Our Crumbling African Empire

Posted by Bob Lord

There's a bunch of stuff out today on inequality, but the most eye-opening piece I've seen in awhile is Nick Turse's piece, Blowback Central, at Tom Dispatch. 

AFRICOM is the Pentagon's most recently established global command. Established just six short years ago, it has imposed our military presence all over Africa, with stunningly depressing results. I was vaguely aware of this situation, but didn't appreciate fully the extent of our imperialistic action. Here are a few of the highlights from Turse:

The next year, CJTF-HOA took up residence at Camp Lemonnier in Djibouti, where it resides to this day on the only officially avowed U.S. base in Africa.

As CJTF-HOA was starting up, the State Department launched a multi-million-dollar counterterrorism program, known as the Pan-Sahel Initiative, to bolster the militaries of Mali, Niger, Chad, and Mauritania.  In 2004, for example, Special Forces training teams were sent to Mali as part of the effort.  In 2005, the program expanded to include Nigeria, Senegal, Morocco, Algeria, and Tunisia and was renamed the Trans-Saharan Counterterrorism Partnership.

* _Required actions_:
**a)** In the AFRICOM post, what new name did the Pan-Sahel Initiative receive in 2005?
**b)** Return everything in the AFRICOM post from "As CJTF-HOA was" down to "Trans-Saharan Counterterrorism Partnership.".
The saved entries that come next are separate material, unrelated to the post.

* _Saved entries_:
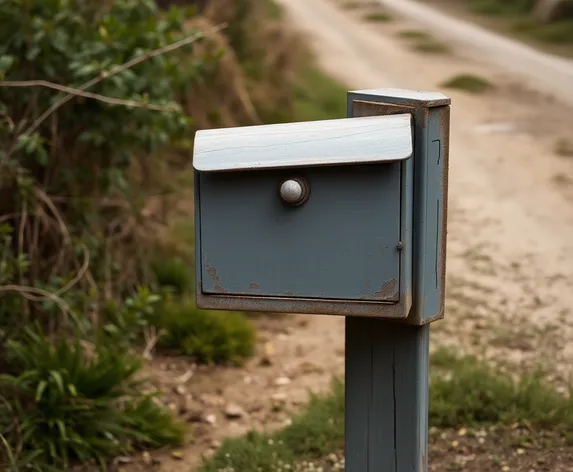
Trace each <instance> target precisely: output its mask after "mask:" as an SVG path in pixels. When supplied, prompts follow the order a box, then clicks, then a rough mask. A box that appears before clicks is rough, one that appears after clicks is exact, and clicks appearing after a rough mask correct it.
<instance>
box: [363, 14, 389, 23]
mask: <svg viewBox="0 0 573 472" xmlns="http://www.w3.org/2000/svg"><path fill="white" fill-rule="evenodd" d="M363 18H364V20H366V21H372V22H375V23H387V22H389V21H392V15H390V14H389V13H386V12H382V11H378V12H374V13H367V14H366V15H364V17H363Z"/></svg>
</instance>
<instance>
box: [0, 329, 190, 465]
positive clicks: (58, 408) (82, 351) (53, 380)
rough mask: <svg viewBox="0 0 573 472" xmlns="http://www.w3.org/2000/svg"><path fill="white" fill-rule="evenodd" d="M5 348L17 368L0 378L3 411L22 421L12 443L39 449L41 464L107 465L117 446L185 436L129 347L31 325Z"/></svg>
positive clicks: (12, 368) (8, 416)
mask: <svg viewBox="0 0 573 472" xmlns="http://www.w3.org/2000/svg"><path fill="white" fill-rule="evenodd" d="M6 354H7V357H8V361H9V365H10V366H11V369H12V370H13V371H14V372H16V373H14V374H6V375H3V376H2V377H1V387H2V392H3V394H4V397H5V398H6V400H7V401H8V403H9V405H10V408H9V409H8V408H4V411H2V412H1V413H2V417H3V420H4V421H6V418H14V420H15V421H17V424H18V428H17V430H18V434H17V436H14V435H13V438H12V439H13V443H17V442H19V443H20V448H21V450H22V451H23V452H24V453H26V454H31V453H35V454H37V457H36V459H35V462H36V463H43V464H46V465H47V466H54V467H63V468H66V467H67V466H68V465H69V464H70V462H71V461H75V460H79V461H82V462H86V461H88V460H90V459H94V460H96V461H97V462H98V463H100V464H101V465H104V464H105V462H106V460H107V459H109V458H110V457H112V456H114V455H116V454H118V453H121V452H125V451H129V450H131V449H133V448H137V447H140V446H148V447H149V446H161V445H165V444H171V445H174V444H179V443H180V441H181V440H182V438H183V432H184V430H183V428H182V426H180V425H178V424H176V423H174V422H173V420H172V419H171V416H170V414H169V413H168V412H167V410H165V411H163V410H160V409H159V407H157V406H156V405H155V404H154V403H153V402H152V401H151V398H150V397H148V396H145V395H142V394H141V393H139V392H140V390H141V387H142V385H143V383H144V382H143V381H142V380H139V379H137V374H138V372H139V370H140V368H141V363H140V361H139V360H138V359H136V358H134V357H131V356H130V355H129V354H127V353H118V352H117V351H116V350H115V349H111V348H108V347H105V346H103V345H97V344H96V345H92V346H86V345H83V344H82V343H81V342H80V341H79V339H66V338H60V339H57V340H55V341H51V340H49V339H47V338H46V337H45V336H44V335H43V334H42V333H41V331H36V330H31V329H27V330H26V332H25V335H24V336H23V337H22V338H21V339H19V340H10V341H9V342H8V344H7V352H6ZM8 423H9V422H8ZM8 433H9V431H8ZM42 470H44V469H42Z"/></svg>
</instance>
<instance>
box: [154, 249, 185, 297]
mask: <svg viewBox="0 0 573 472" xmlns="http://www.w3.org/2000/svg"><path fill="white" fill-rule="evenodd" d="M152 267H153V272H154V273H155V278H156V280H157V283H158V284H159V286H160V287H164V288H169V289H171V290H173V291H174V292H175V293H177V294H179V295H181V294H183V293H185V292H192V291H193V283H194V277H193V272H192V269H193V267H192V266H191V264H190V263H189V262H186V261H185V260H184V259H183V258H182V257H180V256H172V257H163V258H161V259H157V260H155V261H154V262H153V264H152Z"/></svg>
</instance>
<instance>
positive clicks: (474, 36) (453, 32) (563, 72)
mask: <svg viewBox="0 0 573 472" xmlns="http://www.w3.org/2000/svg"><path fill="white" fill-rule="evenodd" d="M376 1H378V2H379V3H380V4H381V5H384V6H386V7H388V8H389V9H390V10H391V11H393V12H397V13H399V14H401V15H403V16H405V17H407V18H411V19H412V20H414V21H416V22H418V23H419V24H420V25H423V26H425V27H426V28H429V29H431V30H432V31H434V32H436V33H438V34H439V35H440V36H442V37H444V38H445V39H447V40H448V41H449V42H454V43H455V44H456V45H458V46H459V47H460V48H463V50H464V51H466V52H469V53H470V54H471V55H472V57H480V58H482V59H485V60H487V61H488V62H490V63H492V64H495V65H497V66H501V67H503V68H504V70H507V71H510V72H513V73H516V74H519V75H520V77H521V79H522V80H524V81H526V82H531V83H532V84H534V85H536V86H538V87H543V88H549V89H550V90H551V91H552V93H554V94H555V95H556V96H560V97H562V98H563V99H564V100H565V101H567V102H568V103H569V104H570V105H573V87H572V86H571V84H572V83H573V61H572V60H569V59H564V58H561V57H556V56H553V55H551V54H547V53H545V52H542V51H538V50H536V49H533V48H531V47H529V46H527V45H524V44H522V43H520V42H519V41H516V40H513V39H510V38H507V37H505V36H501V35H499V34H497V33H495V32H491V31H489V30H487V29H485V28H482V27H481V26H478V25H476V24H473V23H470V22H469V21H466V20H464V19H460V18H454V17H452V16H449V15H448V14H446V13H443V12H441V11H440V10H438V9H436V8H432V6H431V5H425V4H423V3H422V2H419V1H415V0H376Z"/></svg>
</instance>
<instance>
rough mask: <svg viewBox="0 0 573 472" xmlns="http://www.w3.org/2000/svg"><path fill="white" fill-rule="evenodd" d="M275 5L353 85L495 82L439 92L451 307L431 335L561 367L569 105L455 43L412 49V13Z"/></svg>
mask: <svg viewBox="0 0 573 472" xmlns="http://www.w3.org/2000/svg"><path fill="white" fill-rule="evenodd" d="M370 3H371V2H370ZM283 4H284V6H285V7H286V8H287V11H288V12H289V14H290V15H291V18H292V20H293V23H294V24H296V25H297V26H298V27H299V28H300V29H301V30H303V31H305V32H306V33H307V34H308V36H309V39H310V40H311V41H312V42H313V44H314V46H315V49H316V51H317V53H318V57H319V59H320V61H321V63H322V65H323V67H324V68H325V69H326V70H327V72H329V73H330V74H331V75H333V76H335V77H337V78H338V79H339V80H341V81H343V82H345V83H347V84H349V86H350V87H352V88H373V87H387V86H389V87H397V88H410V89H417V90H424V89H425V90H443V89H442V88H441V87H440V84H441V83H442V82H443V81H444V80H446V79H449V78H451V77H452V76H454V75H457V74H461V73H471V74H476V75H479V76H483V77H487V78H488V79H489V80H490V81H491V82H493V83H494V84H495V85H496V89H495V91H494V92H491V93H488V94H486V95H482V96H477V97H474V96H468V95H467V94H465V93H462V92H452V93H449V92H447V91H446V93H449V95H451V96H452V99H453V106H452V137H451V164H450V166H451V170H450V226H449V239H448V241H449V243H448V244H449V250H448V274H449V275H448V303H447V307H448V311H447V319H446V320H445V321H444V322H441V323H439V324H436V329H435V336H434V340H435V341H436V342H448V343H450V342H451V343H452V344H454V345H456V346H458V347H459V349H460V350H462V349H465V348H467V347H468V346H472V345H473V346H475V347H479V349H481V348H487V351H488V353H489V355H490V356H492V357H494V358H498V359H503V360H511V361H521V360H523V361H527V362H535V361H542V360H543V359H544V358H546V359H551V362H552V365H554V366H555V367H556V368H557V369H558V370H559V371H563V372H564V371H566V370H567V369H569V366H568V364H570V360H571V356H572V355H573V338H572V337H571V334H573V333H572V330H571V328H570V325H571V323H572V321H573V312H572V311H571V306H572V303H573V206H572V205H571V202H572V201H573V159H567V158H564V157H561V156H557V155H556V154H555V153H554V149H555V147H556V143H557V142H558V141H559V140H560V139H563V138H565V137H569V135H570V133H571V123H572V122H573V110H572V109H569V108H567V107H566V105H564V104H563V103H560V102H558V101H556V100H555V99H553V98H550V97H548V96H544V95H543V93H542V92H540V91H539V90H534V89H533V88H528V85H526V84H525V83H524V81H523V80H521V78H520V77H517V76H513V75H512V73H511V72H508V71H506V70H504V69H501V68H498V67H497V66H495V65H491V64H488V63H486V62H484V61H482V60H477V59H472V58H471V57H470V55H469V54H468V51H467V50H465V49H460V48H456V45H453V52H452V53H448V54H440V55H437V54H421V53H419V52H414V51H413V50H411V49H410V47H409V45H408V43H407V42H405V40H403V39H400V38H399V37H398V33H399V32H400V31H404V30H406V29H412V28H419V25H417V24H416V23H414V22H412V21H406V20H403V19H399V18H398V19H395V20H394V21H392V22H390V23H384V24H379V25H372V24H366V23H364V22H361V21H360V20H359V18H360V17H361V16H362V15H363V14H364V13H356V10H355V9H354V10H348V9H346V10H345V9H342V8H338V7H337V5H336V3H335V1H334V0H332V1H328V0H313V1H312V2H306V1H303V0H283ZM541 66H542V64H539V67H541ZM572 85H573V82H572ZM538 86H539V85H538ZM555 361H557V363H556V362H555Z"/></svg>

* _Answers for each item_:
**a)** The Trans-Saharan Counterterrorism Partnership.

**b)**
As CJTF-HOA was starting up, the State Department launched a multi-million-dollar counterterrorism program, known as the Pan-Sahel Initiative, to bolster the militaries of Mali, Niger, Chad, and Mauritania.  In 2004, for example, Special Forces training teams were sent to Mali as part of the effort.  In 2005, the program expanded to include Nigeria, Senegal, Morocco, Algeria, and Tunisia and was renamed the Trans-Saharan Counterterrorism Partnership.